— YOUR OBJECTIVE —
Restate all of the entries exactly, dropping any pictures they hold.

----- DATA SUPPLIED

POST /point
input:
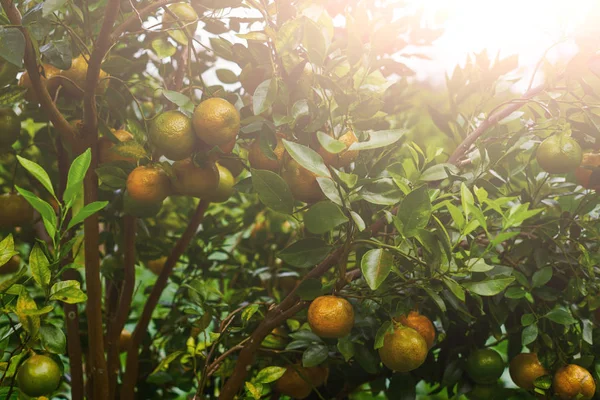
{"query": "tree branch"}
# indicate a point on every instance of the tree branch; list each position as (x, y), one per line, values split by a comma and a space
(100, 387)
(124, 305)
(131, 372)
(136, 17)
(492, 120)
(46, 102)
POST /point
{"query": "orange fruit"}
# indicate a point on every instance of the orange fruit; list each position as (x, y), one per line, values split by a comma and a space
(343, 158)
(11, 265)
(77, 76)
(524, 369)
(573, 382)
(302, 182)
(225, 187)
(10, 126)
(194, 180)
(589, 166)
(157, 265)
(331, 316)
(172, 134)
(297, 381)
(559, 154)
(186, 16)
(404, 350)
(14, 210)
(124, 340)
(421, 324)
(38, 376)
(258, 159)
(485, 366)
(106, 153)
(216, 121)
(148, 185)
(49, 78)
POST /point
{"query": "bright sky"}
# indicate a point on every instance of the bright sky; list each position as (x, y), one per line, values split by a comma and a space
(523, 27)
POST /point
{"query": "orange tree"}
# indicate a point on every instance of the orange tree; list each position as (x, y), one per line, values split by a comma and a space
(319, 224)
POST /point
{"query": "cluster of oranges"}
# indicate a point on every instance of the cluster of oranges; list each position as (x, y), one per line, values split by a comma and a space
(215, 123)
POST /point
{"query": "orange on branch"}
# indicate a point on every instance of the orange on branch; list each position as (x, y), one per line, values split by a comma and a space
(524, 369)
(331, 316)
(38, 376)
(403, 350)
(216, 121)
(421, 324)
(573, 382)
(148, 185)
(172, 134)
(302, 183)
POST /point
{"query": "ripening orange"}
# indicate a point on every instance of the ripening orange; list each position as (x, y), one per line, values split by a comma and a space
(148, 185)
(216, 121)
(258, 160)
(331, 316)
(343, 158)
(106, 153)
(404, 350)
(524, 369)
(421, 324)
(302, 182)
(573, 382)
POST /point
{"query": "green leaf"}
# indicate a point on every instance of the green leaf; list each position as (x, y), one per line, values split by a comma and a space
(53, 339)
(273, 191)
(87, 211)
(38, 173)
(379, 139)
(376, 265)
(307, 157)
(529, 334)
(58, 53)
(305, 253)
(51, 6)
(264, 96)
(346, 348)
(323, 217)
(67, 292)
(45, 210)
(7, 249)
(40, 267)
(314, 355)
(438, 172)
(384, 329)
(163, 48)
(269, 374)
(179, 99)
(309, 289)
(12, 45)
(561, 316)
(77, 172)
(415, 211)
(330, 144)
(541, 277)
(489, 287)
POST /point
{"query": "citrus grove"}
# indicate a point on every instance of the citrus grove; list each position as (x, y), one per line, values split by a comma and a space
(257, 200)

----------

— EXPECTED OUTPUT —
POST /point
input:
{"query": "tree branch"}
# indicate a point on every instance of the tree branch; list each position as (x, y), one per line, values split by a comma and a space
(100, 387)
(124, 305)
(131, 372)
(136, 17)
(492, 120)
(46, 102)
POST /point
{"query": "orange fruit"}
# indicate a point on every instance of the orange fruit; list each position as (x, y), one per line, values split by a comma and a space
(343, 158)
(11, 265)
(77, 76)
(524, 369)
(573, 382)
(302, 182)
(225, 187)
(10, 126)
(194, 180)
(589, 166)
(157, 265)
(331, 316)
(172, 134)
(297, 381)
(559, 154)
(186, 16)
(404, 350)
(14, 210)
(124, 340)
(421, 324)
(38, 376)
(258, 159)
(485, 366)
(106, 153)
(216, 121)
(148, 185)
(49, 78)
POST /point
{"query": "bright sky"}
# indicate a point on every instance of the bright sky; list each position as (x, y), one per line, values split by a comma and a space
(523, 27)
POST /point
{"query": "orange tree"}
# indicate a point on every instance of the orange tree; list each position as (x, y), one per line, values split by a comma and a space
(319, 224)
POST /point
{"query": "cluster of oranges"}
# indicate a point on every instance of the cluster of oranges; list each position as (x, y), one per line, values split by a comma and a space
(215, 123)
POST /point
{"query": "orange on branch"}
# indicate a point on every instance of the orange on branch; list each position as (x, y), one per line, values split by a comma and a space
(524, 369)
(331, 316)
(38, 376)
(403, 350)
(216, 121)
(421, 324)
(573, 382)
(148, 185)
(172, 134)
(302, 183)
POST /point
{"query": "ripening orange"}
# indicate a point on every instance of the ripening orange; list each position as (x, y), one per line, values split by a comma and a space
(148, 185)
(216, 121)
(258, 160)
(331, 316)
(343, 158)
(106, 153)
(404, 350)
(524, 369)
(421, 324)
(302, 182)
(573, 382)
POST /point
{"query": "green leaf"}
# indicate a point on every instance of the green leaf; list each position as (x, y), one per line, values split by a comma and a space
(53, 339)
(273, 191)
(87, 211)
(38, 173)
(379, 139)
(376, 265)
(307, 157)
(529, 334)
(58, 53)
(305, 253)
(51, 6)
(264, 96)
(346, 348)
(323, 217)
(67, 292)
(45, 210)
(7, 249)
(40, 267)
(314, 355)
(438, 172)
(384, 329)
(163, 48)
(269, 374)
(179, 99)
(309, 289)
(12, 45)
(561, 316)
(77, 172)
(415, 211)
(330, 144)
(541, 277)
(489, 287)
POST /point
{"query": "citrus grove"}
# indicate a point on every instance of the citrus grove; list each position as (x, y), one per line, values split by a comma and a space
(257, 200)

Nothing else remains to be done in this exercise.